» **WHAT TO DO**: Count the lines in the items below that contain the string "steering", treating uppercase and lowercase as different, and give only the number.
>> begin RECORD EXTRACTS
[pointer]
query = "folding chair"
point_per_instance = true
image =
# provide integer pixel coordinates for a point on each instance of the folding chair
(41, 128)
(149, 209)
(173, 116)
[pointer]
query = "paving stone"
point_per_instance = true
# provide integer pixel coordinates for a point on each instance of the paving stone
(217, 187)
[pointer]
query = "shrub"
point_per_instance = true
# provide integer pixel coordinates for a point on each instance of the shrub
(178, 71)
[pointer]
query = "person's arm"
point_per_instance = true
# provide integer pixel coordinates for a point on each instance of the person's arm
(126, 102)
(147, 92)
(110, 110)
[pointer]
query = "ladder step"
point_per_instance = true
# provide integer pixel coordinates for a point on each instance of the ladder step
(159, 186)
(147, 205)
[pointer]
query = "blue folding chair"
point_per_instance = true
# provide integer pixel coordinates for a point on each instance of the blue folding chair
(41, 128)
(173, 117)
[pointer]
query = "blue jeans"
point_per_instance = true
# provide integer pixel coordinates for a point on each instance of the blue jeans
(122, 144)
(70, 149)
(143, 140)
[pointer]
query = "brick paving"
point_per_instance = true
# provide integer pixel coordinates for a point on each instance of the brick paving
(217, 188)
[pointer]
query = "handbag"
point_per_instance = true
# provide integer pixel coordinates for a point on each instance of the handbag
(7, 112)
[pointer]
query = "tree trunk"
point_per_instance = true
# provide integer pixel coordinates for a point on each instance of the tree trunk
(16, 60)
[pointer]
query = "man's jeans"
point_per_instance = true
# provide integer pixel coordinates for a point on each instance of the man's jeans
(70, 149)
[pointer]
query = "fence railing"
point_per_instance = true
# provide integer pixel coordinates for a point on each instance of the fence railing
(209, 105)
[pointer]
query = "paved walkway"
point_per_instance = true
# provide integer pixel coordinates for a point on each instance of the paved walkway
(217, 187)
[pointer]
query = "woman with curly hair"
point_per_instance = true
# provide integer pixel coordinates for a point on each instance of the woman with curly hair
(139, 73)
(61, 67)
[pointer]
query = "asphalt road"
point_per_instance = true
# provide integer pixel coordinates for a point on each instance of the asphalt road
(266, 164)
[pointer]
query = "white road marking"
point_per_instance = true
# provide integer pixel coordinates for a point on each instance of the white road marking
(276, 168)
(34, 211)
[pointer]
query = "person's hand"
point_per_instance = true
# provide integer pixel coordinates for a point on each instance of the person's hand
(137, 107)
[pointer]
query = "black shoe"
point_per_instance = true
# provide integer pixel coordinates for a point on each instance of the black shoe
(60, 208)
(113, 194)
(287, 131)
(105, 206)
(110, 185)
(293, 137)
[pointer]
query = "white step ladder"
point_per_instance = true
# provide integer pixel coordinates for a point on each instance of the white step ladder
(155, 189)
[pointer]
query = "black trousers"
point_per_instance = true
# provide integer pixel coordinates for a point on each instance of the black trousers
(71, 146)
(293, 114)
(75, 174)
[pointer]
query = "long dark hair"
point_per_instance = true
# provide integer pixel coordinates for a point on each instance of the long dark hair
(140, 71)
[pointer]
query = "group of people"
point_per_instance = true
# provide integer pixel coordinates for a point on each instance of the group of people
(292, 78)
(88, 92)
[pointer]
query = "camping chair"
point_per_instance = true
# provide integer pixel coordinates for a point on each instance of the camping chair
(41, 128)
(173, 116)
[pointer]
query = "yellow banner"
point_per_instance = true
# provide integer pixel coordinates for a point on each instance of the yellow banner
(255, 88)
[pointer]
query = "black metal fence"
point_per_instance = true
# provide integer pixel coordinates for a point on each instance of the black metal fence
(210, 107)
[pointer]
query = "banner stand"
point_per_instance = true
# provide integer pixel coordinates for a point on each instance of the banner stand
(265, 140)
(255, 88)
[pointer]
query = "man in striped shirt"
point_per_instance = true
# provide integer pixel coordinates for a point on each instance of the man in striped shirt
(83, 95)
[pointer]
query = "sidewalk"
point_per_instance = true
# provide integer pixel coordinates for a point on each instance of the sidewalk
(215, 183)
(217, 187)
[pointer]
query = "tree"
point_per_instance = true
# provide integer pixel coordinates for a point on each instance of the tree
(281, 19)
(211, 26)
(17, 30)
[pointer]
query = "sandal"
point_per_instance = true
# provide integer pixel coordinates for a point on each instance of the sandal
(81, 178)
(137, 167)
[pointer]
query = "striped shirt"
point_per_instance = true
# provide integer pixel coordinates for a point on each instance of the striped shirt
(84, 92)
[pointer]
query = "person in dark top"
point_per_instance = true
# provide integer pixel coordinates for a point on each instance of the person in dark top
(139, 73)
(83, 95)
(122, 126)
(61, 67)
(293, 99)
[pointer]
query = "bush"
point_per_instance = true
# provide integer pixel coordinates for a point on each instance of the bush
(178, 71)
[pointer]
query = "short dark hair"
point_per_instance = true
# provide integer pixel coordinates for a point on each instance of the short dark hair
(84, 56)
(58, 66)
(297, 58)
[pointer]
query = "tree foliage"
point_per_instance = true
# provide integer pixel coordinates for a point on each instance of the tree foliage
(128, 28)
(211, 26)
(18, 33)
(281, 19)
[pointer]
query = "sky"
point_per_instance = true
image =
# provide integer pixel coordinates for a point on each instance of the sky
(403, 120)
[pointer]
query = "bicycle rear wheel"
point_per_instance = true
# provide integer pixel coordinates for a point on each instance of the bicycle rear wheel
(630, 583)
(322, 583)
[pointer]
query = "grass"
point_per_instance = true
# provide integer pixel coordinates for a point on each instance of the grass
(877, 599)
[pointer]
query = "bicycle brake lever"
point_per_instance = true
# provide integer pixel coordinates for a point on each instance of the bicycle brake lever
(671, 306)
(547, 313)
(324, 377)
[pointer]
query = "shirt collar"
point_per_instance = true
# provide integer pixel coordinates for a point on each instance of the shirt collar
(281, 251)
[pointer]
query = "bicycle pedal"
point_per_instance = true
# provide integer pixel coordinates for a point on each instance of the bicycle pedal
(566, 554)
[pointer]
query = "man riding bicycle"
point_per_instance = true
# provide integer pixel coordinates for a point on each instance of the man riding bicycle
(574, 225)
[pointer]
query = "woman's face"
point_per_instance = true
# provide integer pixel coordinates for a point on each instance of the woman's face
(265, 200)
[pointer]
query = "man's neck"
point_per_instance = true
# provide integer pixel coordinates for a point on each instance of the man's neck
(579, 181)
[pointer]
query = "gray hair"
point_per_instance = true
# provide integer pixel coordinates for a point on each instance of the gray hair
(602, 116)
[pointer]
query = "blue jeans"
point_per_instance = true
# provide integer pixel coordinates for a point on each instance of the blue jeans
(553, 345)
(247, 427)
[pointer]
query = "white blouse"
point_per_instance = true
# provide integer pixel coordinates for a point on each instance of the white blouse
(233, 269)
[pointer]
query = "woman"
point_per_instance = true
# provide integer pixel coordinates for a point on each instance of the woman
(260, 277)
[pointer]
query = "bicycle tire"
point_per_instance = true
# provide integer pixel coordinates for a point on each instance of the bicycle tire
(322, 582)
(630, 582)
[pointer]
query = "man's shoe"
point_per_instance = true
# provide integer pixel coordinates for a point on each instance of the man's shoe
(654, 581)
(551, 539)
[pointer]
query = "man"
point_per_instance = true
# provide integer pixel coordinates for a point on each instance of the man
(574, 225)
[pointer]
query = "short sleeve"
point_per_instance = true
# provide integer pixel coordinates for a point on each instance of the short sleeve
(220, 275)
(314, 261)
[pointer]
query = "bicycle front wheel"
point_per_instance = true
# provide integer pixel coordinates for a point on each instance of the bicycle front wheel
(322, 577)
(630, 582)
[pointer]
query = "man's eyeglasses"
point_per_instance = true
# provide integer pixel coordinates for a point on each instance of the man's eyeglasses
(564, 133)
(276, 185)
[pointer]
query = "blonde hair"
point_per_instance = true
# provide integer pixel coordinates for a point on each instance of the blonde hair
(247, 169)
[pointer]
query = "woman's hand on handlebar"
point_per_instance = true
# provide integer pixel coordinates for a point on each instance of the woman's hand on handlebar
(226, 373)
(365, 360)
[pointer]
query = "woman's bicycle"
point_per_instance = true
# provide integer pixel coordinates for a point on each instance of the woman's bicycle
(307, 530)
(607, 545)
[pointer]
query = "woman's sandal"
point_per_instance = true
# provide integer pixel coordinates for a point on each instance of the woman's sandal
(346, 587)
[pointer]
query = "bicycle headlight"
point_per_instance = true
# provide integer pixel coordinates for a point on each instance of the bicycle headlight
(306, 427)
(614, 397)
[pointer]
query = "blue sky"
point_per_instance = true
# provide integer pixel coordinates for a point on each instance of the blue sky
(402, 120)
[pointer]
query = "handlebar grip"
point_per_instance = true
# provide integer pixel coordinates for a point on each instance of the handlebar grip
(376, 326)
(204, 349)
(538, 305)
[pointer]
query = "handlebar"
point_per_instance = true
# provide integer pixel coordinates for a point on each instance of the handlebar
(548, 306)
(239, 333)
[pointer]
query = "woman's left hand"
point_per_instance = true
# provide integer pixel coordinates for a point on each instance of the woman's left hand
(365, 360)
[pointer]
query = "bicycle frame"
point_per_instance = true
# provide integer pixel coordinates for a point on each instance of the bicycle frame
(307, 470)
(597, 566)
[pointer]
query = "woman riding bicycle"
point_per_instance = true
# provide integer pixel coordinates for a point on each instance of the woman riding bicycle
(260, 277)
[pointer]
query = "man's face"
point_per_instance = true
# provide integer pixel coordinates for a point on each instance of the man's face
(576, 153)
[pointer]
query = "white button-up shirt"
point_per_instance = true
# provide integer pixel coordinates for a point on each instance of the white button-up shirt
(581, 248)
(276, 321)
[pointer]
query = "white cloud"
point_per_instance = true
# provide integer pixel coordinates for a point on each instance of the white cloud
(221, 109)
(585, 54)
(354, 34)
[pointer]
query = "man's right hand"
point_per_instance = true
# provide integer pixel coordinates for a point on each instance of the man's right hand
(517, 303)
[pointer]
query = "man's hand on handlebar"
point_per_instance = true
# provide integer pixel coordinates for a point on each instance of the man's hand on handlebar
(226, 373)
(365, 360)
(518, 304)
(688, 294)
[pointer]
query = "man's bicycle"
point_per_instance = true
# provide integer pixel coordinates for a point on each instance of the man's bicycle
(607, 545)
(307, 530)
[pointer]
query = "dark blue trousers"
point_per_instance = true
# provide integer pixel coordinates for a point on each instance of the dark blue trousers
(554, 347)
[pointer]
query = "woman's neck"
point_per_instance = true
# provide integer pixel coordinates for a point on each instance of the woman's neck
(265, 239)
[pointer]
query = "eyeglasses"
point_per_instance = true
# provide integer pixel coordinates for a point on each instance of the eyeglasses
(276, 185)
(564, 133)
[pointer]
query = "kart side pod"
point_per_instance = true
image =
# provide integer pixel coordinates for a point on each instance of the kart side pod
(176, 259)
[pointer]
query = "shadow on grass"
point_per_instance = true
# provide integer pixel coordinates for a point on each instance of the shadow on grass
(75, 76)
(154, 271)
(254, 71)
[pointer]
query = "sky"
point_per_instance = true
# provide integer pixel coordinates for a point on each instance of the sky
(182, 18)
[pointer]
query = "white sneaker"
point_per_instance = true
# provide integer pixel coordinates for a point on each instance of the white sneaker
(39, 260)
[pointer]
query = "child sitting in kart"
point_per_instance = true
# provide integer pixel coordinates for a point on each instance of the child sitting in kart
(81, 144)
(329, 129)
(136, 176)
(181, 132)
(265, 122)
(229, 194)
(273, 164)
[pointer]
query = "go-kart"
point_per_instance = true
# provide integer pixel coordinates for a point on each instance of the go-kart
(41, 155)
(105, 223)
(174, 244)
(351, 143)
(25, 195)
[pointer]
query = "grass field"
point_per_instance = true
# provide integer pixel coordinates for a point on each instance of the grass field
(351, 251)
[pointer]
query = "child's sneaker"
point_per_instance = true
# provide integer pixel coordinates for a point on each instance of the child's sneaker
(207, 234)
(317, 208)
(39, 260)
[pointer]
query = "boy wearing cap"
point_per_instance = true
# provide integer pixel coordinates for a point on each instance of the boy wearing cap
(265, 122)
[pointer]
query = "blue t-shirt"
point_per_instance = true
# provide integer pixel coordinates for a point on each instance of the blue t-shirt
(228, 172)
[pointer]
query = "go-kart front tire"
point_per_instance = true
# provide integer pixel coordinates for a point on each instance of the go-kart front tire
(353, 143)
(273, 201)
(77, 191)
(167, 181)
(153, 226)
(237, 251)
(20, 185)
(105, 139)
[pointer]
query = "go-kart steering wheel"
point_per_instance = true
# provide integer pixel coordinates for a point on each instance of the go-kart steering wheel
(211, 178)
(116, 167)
>> end RECORD EXTRACTS
» **RESULT OF THIS EXERCISE**: 2